__PROBLEMS__:
- A) In the passage on data model operations, what acronym often summarizes the core operation categories?
- B) Print the stretch of the passage on data model operations from "By the end of" through "any data model.".
- C) Proceed with the passage on data model operations from the point where it stops.

**** QUOTED PASSAGE

Loading content...
If the structural component of a data model provides the nouns—tables, documents, nodes, attributes—then the operational component provides the verbs: the actions we can perform on data. What can we retrieve? How can we modify? What transformations are possible? These questions define the operational aspect of every data model.
The operational component is where the database becomes useful. Structure alone is just organization; operations are what enable databases to answer questions, support applications, and power business processes. A beautifully structured database that cannot be efficiently queried is useless.
Moreover, the operational capabilities of a data model profoundly influence how we think about problems. The operations available shape the solutions we can imagine. An engineer fluent in SQL thinks differently about data problems than one fluent in graph traversals or MapReduce. Understanding operations across multiple models expands your problem-solving repertoire.
By the end of this page, you will understand the operational component of data models, including CRUD operations, query languages, the distinction between procedural and declarative approaches, and how different models enable different operational patterns. You'll appreciate why query language design is a critical aspect of any data model.
Every data model must define operations for fundamental data manipulation tasks. While the specific syntax and semantics vary, all models address the same core operation categories—often summarized by the acronym CRUD:
Create (Insert): Adding new data to the database. This includes specifying what data to add and where it belongs in the structure.

********
**** MATERIAL

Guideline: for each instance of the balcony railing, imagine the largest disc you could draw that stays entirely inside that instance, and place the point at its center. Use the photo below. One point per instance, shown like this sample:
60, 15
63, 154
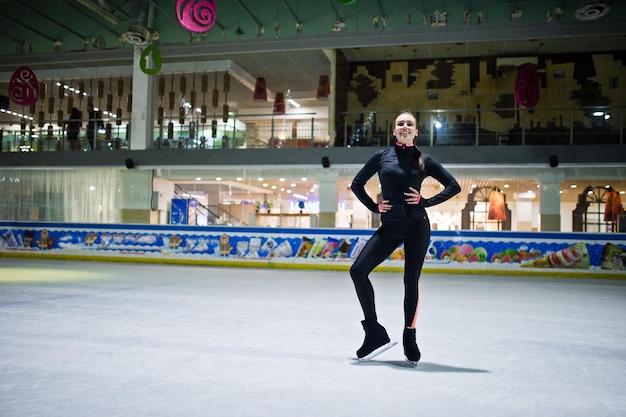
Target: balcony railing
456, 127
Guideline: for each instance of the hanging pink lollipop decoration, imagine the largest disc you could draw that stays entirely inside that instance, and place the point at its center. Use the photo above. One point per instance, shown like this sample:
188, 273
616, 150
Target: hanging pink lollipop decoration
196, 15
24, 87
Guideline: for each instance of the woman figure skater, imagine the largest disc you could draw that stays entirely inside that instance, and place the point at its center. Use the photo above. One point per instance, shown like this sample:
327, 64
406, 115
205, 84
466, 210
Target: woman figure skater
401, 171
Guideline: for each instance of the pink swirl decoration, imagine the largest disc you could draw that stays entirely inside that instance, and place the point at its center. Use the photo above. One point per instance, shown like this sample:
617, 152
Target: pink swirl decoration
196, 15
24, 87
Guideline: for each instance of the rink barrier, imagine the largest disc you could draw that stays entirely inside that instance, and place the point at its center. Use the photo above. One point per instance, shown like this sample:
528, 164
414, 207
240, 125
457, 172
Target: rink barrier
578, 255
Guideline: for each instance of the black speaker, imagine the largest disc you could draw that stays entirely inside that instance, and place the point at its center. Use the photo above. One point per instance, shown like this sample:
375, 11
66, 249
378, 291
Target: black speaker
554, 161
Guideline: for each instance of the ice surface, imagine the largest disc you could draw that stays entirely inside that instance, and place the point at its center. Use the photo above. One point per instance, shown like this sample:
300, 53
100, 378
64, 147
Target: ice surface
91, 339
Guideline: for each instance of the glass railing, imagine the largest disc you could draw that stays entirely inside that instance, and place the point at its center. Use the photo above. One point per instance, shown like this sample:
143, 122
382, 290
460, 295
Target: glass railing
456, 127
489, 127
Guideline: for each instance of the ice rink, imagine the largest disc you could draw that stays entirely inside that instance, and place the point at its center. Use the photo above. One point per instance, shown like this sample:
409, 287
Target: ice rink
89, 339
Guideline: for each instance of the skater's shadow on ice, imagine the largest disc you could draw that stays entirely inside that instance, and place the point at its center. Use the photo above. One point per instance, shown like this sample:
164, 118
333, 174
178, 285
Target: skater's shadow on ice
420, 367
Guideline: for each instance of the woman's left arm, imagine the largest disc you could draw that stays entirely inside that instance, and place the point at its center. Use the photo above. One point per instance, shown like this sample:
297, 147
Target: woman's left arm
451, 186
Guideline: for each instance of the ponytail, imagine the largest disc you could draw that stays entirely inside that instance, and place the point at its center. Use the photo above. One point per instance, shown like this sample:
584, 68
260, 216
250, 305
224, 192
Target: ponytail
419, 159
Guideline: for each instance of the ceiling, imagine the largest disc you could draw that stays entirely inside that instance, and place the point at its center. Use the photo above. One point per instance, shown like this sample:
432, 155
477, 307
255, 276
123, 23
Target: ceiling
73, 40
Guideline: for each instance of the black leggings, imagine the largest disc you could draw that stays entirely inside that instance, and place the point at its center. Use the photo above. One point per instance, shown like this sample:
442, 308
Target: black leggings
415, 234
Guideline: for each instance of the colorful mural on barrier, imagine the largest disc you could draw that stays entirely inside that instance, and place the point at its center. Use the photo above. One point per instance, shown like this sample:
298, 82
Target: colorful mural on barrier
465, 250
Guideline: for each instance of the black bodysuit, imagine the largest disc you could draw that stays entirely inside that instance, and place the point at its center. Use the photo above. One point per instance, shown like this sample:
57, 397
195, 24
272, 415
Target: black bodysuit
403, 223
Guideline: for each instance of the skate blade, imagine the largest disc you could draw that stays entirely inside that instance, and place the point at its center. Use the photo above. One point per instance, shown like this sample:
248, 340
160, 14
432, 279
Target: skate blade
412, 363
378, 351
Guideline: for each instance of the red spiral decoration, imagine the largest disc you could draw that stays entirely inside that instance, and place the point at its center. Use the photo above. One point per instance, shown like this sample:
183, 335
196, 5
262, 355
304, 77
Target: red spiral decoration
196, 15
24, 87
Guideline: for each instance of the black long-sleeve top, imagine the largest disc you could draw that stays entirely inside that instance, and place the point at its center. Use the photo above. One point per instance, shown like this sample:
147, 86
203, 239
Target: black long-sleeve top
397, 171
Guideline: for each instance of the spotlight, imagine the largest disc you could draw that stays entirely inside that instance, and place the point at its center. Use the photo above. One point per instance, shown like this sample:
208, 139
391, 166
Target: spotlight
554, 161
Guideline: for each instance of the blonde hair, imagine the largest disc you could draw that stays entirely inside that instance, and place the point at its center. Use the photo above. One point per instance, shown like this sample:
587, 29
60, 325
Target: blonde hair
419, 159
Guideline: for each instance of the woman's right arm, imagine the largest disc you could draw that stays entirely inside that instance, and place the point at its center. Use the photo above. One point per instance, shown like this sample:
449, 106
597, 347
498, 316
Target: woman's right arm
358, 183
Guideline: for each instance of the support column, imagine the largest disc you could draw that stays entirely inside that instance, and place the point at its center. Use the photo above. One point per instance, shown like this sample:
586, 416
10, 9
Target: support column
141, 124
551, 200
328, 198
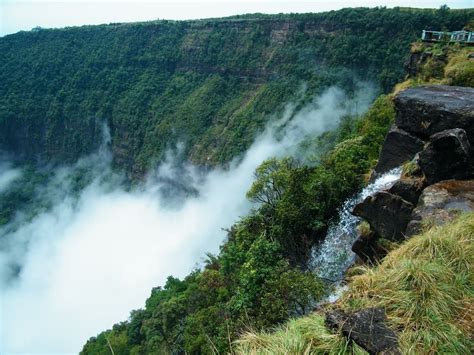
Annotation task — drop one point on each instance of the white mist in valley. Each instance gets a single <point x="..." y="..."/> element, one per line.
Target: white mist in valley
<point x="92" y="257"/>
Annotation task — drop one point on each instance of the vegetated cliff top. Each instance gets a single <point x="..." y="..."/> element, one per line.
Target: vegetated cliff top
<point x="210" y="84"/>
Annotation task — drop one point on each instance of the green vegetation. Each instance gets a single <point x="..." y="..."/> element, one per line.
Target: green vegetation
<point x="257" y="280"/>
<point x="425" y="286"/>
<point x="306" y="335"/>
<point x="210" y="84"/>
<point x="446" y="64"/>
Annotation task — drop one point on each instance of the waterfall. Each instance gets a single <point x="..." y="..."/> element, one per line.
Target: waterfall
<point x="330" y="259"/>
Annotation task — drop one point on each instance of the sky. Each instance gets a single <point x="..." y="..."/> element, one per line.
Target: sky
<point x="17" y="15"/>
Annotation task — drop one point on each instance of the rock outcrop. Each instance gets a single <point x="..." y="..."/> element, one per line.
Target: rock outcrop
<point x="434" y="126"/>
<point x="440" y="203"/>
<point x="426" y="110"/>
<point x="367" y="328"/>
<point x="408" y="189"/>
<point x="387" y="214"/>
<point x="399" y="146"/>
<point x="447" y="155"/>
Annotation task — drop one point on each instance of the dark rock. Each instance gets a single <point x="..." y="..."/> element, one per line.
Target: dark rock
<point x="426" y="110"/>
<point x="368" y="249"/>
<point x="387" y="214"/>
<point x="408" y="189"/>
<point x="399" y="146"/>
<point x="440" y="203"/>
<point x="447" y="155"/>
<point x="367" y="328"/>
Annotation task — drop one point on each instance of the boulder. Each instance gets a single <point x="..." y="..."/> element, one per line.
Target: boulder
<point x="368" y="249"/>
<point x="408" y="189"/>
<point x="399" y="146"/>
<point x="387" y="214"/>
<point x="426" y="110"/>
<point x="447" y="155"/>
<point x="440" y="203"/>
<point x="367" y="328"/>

********
**** MATERIAL

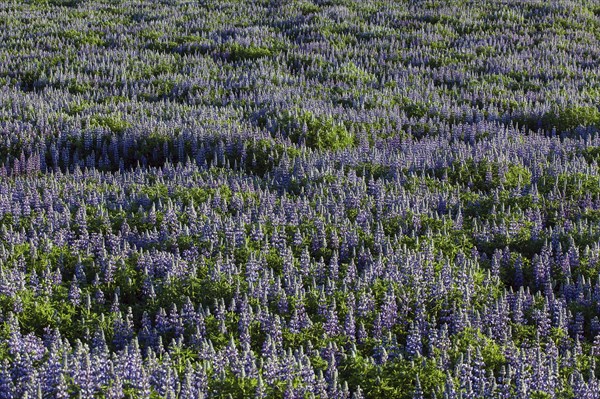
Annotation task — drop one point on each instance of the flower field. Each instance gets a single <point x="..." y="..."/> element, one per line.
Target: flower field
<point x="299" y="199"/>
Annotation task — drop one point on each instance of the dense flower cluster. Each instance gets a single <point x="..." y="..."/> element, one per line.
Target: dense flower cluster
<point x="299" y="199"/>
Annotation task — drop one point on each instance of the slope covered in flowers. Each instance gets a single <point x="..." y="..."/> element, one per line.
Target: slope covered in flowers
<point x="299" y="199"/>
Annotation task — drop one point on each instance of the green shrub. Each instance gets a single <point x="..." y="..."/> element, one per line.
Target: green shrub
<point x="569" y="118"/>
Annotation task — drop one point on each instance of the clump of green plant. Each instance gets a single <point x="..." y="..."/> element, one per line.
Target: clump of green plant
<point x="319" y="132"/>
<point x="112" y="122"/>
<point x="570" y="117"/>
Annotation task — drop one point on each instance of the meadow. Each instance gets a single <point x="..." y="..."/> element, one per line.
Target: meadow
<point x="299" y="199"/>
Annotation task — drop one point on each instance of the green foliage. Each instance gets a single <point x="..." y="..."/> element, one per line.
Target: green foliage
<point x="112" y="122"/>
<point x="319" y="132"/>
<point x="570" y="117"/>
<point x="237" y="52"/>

********

__TASK RESULTS__:
- A) CRUD

- B)
By the end of this page, you will understand the operational component of data models, including CRUD operations, query languages, the distinction between procedural and declarative approaches, and how different models enable different operational patterns. You'll appreciate why query language design is a critical aspect of any data model.

- C)
Read (Query/Select): Retrieving data based on specified criteria. This is typically the most complex operation category, encompassing simple lookups, complex searches, aggregations, and multi-object correlations.
Update (Modify): Changing existing data. Updates must identify what to change, specify the new values, and maintain structural integrity.
Delete (Remove): Eliminating data from the database. Deletion must handle dependent data and maintain referential integrity.
| Operation | Relational (SQL) | Document (MongoDB) | Graph (Cypher) |
|---|---|---|---|
| Create | INSERT INTO table VALUES (...) | db.collection.insertOne({...}) | CREATE (n:Label {props}) |
| Read | SELECT ... FROM ... WHERE ... | db.collection.find({query}) | MATCH (n:Label) RETURN n |
| Update | UPDATE table SET ... WHERE ... | db.collection.updateOne({filter}, {$set: {...}}) | MATCH (n) SET n.prop = value |
| Delete | DELETE FROM table WHERE ... | db.collection.deleteOne({filter}) | MATCH (n) DELETE n |
Beyond basic CRUD:
While CRUD forms the foundation, sophisticated data models provide operations far beyond simple create/read/update/delete:
The richness of these operations determines how much computation can be pushed to the database versus handled in application code.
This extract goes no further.